━━━ Exercise data

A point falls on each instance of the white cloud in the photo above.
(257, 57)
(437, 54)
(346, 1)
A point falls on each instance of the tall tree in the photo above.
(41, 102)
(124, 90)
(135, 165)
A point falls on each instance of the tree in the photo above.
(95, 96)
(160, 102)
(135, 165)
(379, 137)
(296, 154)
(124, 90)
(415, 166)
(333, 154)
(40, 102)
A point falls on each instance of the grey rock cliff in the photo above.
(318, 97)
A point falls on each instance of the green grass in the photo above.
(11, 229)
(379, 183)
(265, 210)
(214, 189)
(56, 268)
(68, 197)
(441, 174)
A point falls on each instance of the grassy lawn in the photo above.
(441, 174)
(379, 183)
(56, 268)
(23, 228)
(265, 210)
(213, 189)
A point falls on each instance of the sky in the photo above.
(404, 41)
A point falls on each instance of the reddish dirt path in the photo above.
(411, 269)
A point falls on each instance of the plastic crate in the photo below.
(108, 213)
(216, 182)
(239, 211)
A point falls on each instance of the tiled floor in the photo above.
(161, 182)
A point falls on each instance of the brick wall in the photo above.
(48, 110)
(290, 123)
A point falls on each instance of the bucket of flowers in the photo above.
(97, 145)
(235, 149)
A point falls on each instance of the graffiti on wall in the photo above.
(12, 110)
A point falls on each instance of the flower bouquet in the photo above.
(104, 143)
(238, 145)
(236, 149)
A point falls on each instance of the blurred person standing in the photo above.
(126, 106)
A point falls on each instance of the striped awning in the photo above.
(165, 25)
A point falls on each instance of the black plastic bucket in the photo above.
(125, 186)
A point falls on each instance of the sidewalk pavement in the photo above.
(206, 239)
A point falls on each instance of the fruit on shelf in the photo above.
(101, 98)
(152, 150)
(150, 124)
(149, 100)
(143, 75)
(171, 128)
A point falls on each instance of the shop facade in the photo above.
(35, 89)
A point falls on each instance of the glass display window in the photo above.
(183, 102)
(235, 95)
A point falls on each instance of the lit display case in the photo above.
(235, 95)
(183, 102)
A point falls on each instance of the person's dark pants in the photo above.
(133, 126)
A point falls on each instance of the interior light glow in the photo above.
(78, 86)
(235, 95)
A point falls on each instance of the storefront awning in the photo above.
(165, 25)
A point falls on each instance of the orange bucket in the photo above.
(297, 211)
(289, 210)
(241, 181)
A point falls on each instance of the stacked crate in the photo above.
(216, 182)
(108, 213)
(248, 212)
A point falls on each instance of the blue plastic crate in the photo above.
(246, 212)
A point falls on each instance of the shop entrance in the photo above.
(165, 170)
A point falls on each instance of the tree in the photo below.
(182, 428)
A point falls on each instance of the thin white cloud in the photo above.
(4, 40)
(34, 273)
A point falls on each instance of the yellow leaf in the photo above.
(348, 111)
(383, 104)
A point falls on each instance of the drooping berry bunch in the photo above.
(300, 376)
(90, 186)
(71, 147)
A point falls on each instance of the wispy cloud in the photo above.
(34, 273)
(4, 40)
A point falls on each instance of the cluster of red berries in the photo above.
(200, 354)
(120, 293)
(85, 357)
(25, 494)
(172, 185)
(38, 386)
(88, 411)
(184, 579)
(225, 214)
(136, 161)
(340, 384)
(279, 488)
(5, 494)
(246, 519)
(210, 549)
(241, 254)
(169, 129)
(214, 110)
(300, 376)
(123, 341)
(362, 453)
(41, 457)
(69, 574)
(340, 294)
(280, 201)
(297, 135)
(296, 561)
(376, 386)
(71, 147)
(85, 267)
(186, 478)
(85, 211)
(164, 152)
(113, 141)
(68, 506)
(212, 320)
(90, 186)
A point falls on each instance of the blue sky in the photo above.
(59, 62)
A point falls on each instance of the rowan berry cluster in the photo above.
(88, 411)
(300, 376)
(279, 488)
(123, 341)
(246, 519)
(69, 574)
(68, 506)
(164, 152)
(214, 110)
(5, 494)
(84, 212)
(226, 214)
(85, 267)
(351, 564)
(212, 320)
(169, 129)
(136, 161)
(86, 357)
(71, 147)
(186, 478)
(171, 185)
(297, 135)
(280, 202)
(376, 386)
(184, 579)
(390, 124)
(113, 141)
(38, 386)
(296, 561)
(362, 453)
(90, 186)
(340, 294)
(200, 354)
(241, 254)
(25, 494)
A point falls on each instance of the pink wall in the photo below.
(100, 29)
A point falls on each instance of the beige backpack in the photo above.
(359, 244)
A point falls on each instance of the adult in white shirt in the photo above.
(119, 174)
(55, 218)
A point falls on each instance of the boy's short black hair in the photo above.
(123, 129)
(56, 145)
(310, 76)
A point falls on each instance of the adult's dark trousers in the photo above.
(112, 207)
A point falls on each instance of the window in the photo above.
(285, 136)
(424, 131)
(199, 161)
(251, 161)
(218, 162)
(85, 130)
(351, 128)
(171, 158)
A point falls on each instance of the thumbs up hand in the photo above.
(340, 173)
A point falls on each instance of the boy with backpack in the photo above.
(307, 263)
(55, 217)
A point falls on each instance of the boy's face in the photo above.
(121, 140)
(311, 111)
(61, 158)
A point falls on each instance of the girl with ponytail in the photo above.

━━━━━━

_Instructions to follow_. Type out the records above again, exactly the same.

_Response area_.
A point falls on each instance of the white cloud in the photo above.
(257, 57)
(437, 54)
(346, 1)
A point falls on each instance of the tall tree in the photo above.
(41, 102)
(124, 90)
(135, 165)
A point falls on each instance of the tree in the photo above.
(95, 96)
(160, 102)
(135, 165)
(379, 137)
(296, 154)
(124, 90)
(415, 166)
(333, 154)
(40, 102)
A point falls on each instance of the grey rock cliff in the photo above.
(318, 97)
A point falls on each instance of the green grass in the photo above.
(11, 229)
(379, 183)
(265, 210)
(214, 189)
(56, 268)
(68, 197)
(441, 174)
A point falls on each instance of the grassy lawn in the photo above.
(441, 174)
(379, 183)
(56, 268)
(23, 228)
(265, 210)
(213, 189)
A point falls on each instance of the sky in the photo above.
(404, 41)
A point falls on each instance of the reddish dirt path in the photo above.
(411, 269)
A point falls on each instance of the plastic crate in the photo below.
(108, 213)
(216, 182)
(239, 211)
A point falls on each instance of the tiled floor in the photo above.
(161, 182)
A point falls on each instance of the brick wall in the photo above.
(48, 110)
(290, 123)
A point falls on each instance of the bucket of flowers in the photo above.
(97, 145)
(235, 149)
A point falls on each instance of the graffiti on wall in the photo above.
(12, 110)
A point falls on each instance of the flower bouquet in the photo above.
(104, 143)
(238, 145)
(236, 149)
A point falls on each instance of the blurred person standing in the photo above.
(126, 106)
A point falls on each instance of the striped awning in the photo above.
(165, 25)
A point falls on each instance of the black plastic bucket in the photo above.
(125, 186)
A point falls on each instance of the sidewalk pavement in the photo above.
(206, 239)
A point falls on each instance of the fruit on shelf in the photo above.
(101, 98)
(152, 150)
(150, 124)
(149, 100)
(143, 75)
(171, 128)
A point falls on each instance of the shop facade in the photo above.
(35, 89)
A point falls on each instance of the glass display window in the photo above.
(183, 102)
(235, 95)
A point falls on each instance of the lit display case in the photo above.
(235, 95)
(183, 102)
A point falls on each instance of the person's dark pants in the photo above.
(133, 126)
A point falls on each instance of the interior light glow in the photo above.
(78, 86)
(235, 95)
A point falls on each instance of the storefront awning in the photo above.
(165, 25)
A point falls on each instance of the orange bucket in the photo above.
(297, 211)
(289, 210)
(241, 181)
A point falls on each instance of the stacked crate in the photo above.
(216, 182)
(108, 213)
(248, 212)
A point falls on each instance of the blue plastic crate in the photo above.
(246, 212)
A point falls on each instance of the shop entrance in the photo above.
(165, 170)
A point falls on each instance of the tree in the photo below.
(182, 428)
A point falls on each instance of the thin white cloud in the photo above.
(4, 40)
(34, 273)
A point falls on each instance of the yellow leaf in the photo above.
(348, 111)
(383, 104)
A point falls on each instance of the drooping berry bunch in the photo above.
(300, 376)
(90, 186)
(71, 147)
A point falls on each instance of the wispy cloud in the photo above.
(34, 273)
(4, 40)
A point falls on each instance of the cluster of red berries in the photo above.
(200, 354)
(120, 293)
(85, 357)
(25, 494)
(172, 185)
(38, 386)
(88, 411)
(184, 579)
(225, 214)
(136, 161)
(340, 384)
(279, 488)
(5, 494)
(246, 519)
(210, 549)
(241, 254)
(169, 129)
(214, 110)
(300, 376)
(123, 341)
(362, 453)
(41, 457)
(69, 574)
(340, 294)
(280, 201)
(297, 135)
(296, 561)
(376, 386)
(71, 147)
(85, 267)
(186, 478)
(85, 211)
(164, 152)
(113, 141)
(68, 506)
(212, 320)
(90, 186)
A point falls on each instance of the blue sky in the photo above.
(59, 62)
A point falls on each instance of the rowan berry cluster in the photo above.
(88, 411)
(300, 376)
(279, 488)
(123, 341)
(246, 519)
(69, 574)
(68, 506)
(164, 152)
(214, 110)
(5, 494)
(84, 212)
(226, 214)
(85, 267)
(351, 564)
(212, 320)
(169, 129)
(136, 161)
(86, 357)
(71, 147)
(186, 478)
(171, 185)
(297, 135)
(280, 202)
(376, 386)
(184, 579)
(390, 124)
(113, 141)
(38, 386)
(296, 561)
(362, 453)
(90, 186)
(340, 294)
(200, 354)
(241, 254)
(25, 494)
A point falls on each instance of the pink wall in the photo below.
(100, 29)
A point falls on each instance of the beige backpack in the photo above.
(359, 244)
A point falls on each instance of the adult in white shirt in the photo above.
(119, 174)
(55, 218)
A point falls on each instance of the boy's short black hair in the photo above.
(123, 129)
(56, 145)
(310, 76)
A point falls on each instance of the adult's dark trousers in the photo above.
(112, 207)
A point falls on each instance of the window in the photo above.
(285, 136)
(424, 131)
(199, 161)
(251, 161)
(218, 162)
(85, 130)
(351, 128)
(171, 158)
A point falls on each instance of the thumbs up hand in the photo above.
(340, 173)
A point falls on each instance of the boy with backpack in the photo above.
(307, 263)
(55, 217)
A point falls on each instance of the boy's face in the photo above.
(121, 140)
(311, 111)
(61, 158)
A point falls on each instance of the girl with ponytail in the photo above.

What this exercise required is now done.